Compito:
Nelle voci riportate di seguito, disponga come elenco numerato il tratto che va dalla riga contenente "Task: determine whether any shadow" fino alla riga contenente "[0, 0, 480, 160]", entrambe incluse, tralasciando le righe vuote.

Voci fornite:
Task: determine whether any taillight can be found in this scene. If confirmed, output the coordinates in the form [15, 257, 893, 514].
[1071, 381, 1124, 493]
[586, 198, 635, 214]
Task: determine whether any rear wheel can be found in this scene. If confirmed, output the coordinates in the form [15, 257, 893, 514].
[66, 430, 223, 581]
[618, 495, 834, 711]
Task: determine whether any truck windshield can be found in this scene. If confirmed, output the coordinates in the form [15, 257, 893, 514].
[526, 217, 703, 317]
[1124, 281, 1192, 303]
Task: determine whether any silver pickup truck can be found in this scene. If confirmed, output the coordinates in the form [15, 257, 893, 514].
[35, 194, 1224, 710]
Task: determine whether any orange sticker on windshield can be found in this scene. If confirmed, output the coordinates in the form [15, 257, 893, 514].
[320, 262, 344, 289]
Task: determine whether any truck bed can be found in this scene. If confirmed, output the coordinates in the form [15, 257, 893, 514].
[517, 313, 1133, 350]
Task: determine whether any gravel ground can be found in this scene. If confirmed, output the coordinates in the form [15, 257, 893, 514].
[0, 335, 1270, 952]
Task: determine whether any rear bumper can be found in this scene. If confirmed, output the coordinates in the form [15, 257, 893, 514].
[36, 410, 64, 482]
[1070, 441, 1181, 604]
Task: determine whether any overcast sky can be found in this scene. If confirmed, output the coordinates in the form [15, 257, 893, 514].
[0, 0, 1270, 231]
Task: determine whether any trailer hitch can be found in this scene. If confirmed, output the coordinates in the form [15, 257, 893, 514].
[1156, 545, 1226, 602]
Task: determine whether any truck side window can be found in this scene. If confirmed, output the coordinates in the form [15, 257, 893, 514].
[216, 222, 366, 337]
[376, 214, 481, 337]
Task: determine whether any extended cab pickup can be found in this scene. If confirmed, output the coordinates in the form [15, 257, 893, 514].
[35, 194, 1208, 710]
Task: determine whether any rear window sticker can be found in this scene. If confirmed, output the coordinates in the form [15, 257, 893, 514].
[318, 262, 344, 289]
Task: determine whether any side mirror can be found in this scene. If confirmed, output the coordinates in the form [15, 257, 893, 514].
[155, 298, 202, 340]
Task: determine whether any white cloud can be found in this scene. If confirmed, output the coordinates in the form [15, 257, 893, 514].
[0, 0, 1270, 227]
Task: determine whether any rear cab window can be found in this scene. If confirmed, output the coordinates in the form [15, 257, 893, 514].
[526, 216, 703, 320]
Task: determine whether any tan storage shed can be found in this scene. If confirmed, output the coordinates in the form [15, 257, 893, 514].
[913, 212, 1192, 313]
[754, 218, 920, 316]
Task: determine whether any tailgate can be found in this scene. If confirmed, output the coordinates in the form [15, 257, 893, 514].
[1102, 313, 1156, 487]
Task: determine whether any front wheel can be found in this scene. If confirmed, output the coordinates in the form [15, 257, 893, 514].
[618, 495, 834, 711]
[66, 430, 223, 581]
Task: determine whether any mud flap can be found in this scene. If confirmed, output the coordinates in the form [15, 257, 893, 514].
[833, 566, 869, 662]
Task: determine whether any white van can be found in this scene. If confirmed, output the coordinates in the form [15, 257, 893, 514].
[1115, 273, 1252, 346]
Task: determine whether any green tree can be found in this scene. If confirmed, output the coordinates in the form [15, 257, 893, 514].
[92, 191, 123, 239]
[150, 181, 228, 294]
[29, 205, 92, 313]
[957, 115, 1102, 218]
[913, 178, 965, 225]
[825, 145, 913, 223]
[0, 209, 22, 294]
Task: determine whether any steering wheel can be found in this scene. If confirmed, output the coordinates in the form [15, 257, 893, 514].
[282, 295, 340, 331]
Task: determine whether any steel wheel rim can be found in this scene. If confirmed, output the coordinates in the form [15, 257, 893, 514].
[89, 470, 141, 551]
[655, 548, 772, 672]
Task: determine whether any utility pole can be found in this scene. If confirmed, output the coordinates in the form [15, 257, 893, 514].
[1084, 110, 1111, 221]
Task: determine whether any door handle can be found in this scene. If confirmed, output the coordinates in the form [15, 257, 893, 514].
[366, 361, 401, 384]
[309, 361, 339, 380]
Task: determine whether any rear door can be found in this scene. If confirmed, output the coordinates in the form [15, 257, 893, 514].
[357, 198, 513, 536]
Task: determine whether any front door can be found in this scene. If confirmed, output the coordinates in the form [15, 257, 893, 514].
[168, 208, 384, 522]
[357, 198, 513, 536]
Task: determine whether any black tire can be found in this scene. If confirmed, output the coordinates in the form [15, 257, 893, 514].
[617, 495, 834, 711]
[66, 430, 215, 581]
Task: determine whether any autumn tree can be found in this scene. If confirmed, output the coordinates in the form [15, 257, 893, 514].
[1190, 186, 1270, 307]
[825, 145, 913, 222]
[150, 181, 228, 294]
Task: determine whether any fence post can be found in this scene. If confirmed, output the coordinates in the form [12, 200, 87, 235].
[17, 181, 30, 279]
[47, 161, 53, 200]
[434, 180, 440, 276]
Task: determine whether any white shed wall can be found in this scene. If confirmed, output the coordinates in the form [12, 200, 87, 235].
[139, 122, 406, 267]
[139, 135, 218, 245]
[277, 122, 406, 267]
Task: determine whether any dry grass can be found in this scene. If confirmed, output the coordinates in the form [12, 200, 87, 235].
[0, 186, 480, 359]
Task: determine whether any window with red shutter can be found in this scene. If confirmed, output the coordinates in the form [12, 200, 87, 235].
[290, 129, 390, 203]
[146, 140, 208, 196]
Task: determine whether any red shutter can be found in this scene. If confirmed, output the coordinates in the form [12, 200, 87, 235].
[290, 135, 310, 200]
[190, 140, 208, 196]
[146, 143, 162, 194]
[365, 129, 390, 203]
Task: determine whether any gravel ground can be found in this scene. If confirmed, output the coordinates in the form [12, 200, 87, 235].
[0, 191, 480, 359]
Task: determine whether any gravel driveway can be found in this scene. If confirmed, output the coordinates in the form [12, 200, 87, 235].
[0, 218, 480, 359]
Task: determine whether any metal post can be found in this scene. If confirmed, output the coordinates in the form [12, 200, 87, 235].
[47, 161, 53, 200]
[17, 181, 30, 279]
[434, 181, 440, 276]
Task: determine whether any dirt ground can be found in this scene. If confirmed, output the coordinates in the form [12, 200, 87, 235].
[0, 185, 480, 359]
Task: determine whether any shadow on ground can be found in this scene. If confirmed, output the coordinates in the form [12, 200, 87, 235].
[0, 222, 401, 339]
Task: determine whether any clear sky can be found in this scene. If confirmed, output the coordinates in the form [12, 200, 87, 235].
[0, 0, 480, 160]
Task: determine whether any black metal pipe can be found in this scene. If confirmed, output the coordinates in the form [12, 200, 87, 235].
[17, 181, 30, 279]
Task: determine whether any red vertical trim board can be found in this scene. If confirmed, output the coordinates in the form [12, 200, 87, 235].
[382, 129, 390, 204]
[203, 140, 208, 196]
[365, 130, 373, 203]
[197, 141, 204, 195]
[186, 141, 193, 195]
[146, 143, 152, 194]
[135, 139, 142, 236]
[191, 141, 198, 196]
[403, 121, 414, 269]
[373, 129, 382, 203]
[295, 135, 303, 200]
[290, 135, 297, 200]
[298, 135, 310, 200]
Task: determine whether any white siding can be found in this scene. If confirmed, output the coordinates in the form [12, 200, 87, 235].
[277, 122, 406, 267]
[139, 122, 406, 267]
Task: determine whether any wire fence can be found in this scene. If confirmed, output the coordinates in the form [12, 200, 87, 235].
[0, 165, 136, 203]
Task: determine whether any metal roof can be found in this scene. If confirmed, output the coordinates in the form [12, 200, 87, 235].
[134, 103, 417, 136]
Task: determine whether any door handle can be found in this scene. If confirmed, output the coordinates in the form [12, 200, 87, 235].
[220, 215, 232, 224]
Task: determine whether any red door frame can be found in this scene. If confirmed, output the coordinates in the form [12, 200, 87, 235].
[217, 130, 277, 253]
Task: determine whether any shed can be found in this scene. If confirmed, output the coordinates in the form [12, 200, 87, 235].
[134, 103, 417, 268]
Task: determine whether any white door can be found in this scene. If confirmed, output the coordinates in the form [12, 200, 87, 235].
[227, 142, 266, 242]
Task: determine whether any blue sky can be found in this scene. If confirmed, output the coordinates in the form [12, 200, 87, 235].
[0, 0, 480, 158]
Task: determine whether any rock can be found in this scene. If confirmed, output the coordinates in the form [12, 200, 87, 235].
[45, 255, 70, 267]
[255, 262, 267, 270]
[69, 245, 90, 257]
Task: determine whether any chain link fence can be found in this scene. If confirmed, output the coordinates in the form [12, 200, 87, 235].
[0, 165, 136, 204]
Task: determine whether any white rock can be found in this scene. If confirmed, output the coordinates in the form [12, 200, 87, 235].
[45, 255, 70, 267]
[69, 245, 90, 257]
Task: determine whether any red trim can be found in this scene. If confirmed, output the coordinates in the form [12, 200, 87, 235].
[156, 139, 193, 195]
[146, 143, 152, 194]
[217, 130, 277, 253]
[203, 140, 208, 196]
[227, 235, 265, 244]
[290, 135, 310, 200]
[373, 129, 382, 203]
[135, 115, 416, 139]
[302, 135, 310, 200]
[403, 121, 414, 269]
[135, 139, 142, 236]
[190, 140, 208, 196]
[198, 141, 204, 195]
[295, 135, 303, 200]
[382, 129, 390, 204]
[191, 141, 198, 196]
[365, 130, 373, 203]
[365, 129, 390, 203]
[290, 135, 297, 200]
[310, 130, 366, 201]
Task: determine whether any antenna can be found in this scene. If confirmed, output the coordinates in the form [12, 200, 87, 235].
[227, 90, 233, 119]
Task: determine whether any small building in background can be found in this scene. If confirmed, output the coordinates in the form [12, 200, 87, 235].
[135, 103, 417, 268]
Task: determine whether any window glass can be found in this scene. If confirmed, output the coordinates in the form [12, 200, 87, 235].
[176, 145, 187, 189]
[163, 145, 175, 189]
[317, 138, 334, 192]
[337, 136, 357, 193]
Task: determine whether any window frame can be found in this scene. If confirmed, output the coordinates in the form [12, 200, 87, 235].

Risposta attesa:
1. Task: determine whether any shadow on ground can be found in this scene. If confirmed, output the coordinates in the form [12, 200, 87, 235].
2. [0, 222, 401, 339]
3. Task: determine whether any clear sky can be found in this scene. If confirmed, output the coordinates in the form [12, 200, 87, 235].
4. [0, 0, 480, 160]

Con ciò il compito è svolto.